WHAT THE TASK ASKS
Below is a set of records. Please retype every one exactly.

[[ DATA FOR ANALYSIS, beginning ]]

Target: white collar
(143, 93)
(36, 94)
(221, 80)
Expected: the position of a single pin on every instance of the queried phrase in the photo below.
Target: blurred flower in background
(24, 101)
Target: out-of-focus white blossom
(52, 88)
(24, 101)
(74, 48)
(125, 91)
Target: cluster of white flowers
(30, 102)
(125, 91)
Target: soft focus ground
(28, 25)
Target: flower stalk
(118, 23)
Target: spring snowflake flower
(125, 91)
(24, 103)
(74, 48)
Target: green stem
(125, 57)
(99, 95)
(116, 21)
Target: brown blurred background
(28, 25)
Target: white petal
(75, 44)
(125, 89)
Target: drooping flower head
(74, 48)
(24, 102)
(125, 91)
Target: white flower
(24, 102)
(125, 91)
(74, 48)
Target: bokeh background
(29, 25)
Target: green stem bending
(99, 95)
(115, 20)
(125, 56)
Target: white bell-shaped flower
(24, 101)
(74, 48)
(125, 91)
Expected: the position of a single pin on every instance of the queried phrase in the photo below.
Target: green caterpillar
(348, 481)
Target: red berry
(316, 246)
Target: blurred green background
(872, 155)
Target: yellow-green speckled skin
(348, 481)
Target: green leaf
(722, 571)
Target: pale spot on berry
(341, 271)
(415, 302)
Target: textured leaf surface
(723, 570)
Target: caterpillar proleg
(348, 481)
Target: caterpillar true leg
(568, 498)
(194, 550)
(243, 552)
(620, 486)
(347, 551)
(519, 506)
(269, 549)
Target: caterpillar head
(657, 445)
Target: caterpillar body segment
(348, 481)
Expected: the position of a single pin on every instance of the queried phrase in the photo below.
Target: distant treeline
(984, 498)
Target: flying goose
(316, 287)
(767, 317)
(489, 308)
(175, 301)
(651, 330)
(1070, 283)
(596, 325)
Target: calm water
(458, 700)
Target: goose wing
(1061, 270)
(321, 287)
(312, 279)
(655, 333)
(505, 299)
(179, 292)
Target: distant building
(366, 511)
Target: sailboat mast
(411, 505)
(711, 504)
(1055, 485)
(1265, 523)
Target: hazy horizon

[[ DATA FOR ANALYSIS, end ]]

SOLUTION TO THIS TASK
Target: white collar
(143, 93)
(36, 94)
(221, 80)
Expected: the position of a single pin on every instance of the queried phrase in the photo below.
Target: blurred flower in background
(24, 101)
Target: out-of-focus white blossom
(52, 88)
(24, 101)
(74, 48)
(125, 91)
Target: cluster of white flowers
(30, 102)
(125, 91)
Target: soft focus ground
(28, 25)
Target: flower stalk
(118, 23)
Target: spring snowflake flower
(125, 91)
(24, 103)
(74, 48)
Target: green stem
(125, 57)
(99, 95)
(116, 21)
Target: brown blurred background
(28, 25)
Target: white petal
(75, 44)
(125, 89)
Target: drooping flower head
(74, 48)
(24, 102)
(125, 91)
Target: white flower
(24, 102)
(125, 91)
(74, 48)
Target: bokeh background
(29, 25)
Target: green stem bending
(99, 95)
(115, 20)
(125, 56)
Target: white bell-shaped flower
(24, 101)
(74, 48)
(125, 91)
Expected: the position of a single pin on every instance of the queried phrase in the photo below.
Target: green caterpillar
(348, 481)
Target: red berry
(316, 246)
Target: blurred green background
(872, 155)
Target: yellow-green speckled skin
(348, 481)
Target: green leaf
(722, 571)
Target: pale spot on berry
(341, 271)
(415, 302)
Target: textured leaf surface
(723, 570)
Target: caterpillar proleg
(348, 481)
Target: caterpillar true leg
(568, 498)
(194, 550)
(243, 552)
(620, 486)
(347, 551)
(519, 506)
(269, 549)
Target: caterpillar head
(657, 445)
Target: caterpillar body segment
(348, 481)
Expected: the position of a single pin on every instance of the queried phrase in the photo below.
Target: distant treeline
(984, 498)
Target: flying goose
(316, 287)
(767, 317)
(489, 308)
(175, 301)
(651, 330)
(1070, 283)
(596, 325)
Target: calm water
(458, 700)
Target: goose wing
(1061, 270)
(321, 287)
(312, 279)
(655, 333)
(505, 299)
(179, 292)
Target: distant building
(366, 511)
Target: sailboat mast
(411, 505)
(711, 504)
(1055, 485)
(1265, 523)
Target: hazy horizon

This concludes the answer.